Directive
Rewrite every line of the material below as a numbered list, omitting any blank lines.

Information supplied
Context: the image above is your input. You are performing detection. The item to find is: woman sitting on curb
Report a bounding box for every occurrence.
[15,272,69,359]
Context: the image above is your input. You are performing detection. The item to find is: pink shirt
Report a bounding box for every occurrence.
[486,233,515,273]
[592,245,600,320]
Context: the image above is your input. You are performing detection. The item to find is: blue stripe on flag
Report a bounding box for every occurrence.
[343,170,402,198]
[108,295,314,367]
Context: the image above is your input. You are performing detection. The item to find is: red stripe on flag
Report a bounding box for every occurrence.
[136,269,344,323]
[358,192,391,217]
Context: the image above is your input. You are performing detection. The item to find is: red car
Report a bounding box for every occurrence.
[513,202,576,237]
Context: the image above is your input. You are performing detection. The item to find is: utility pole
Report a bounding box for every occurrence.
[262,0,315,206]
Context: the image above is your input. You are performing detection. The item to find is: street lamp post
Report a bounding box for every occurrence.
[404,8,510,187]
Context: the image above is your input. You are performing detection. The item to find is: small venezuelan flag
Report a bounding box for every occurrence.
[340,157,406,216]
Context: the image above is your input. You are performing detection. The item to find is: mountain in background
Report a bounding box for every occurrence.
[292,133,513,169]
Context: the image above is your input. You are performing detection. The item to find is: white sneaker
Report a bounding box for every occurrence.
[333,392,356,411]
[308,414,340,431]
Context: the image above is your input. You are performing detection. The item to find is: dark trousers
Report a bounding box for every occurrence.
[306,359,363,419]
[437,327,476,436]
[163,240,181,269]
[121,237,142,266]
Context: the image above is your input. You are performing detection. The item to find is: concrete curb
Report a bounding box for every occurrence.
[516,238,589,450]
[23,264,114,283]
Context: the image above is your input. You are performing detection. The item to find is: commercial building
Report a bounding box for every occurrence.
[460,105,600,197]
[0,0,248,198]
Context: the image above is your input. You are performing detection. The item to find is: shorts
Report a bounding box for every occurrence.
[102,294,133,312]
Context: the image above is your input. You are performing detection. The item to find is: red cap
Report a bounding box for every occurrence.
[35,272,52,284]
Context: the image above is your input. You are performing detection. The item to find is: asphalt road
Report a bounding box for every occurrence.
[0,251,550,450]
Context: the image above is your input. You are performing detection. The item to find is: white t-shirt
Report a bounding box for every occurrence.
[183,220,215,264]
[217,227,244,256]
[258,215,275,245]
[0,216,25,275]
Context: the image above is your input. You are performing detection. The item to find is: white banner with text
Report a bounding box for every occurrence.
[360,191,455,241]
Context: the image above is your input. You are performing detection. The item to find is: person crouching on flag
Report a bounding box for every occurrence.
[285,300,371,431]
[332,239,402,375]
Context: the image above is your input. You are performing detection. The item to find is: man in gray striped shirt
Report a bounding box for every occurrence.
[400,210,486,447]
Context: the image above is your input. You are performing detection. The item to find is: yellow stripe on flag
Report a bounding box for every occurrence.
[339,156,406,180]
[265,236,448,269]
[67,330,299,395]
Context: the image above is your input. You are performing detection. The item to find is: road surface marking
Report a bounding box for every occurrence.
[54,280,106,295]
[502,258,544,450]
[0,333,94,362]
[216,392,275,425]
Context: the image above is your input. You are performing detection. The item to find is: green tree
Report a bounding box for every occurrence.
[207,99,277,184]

Result below
1. Context: the image above is your input. You are performing detection. The item to find is: woman sitting on curb
2. Report a bounding box for every occurrence.
3. [15,272,69,359]
4. Context: the image above is your input. You are performing detection. The item to find is: pink shirt
5. Report a bounding box for every occurrence.
6. [486,233,515,273]
7. [592,245,600,320]
8. Context: the image above is your input. You are performing detection. The item to find is: blue stripe on flag
9. Report a bounding box for every occurrence.
10. [343,170,402,198]
11. [108,295,314,367]
12. Context: the image above is your input. You are performing detection. The item to find is: red stripe on flag
13. Report a bounding box for every occurrence.
14. [136,269,344,323]
15. [358,192,391,217]
16. Context: the image above is your input. You are performing detection. The item to find is: red car
17. Report a bounding box for every occurrence.
18. [513,202,576,237]
19. Context: the image above is your input. You are performing detection. The item to find is: utility pole
20. Report a bounding box for every occurrence.
21. [262,0,315,206]
22. Context: the image above is your input. You are performing detection. The item to find is: street lamp post
23. Report a bounding box for every occurrence.
24. [404,8,510,187]
25. Context: the image above is your input. You are performing detection. The item to find is: small venezuelan flag
26. Report a bounding box for every occurrence.
27. [340,157,406,216]
28. Context: the image above is your input. You are performing detection. The item to find is: mountain in background
29. Report a bounding box for every occurrence.
30. [292,133,513,169]
31. Context: the image above is your input. You are performing detection. The item to find is: white sneaker
32. Report a bounding box for every occurrence.
33. [333,392,356,411]
34. [308,414,340,431]
35. Context: the image above is your input. You are performing detection. The item to find is: dark trousers
36. Report a bounding box for every occurrence.
37. [306,359,363,419]
38. [437,327,476,436]
39. [163,240,181,269]
40. [121,237,142,266]
41. Context: the image above is your input. You are performing detection. The item to find is: concrete curb
42. Report a bounding box for every occurrence.
43. [516,238,589,450]
44. [23,264,114,283]
45. Context: the image above is your input. You are performing detection. The item to find is: commercial building
46. Report a bounding box for every occurrence.
47. [460,105,600,197]
48. [0,0,248,198]
49. Context: the image above is your input. You are performing detection. The item to find is: shorts
50. Report a bounding box for every occurrence.
51. [102,294,133,312]
52. Context: the image above is your input. You are performing detection. The item to find is: red cap
53. Report a bounding box for every occurrence.
54. [35,272,52,284]
55. Context: the image above is your input. You are performing detection. The item to find is: asphalt road
56. Report a bounding box for every occurrence.
57. [0,251,550,450]
58. Context: the image above is your input. You are performing detection. The item to find is: white t-shirt
59. Report a bounding box for every occurrence.
60. [183,220,215,264]
61. [217,227,244,256]
62. [258,215,275,245]
63. [0,216,25,275]
64. Context: the image above is your input. You are performing detection. The item to find is: white banner with text
65. Report a bounding box for every occurrence.
66. [360,191,455,241]
67. Context: the image above is your input. You are performing detection. The item to find is: person crouching on flag
68. Report a bounding box for every occurrence.
69. [285,300,371,431]
70. [332,239,402,375]
71. Context: the image above is your input. You are performing detection. The item to find is: man in gray striped shirt
72. Report a bounding box for every occurrence.
73. [400,210,486,447]
74. Context: the image above is your input. You are performing detection. The item to find is: yellow stripe on flag
75. Report a bounding box for every occurrence.
76. [339,156,406,180]
77. [265,236,448,269]
78. [67,330,299,395]
79. Context: the image above is your input. You are performing detection. The item to find is: road surface marking
80. Report a bounding box for every occurrence.
81. [54,280,106,295]
82. [502,258,544,450]
83. [0,333,94,362]
84. [216,392,275,425]
85. Context: the image above is your input. You are performing detection. The item to find is: green tree
86. Report a bounding box for every occurrence.
87. [207,99,277,184]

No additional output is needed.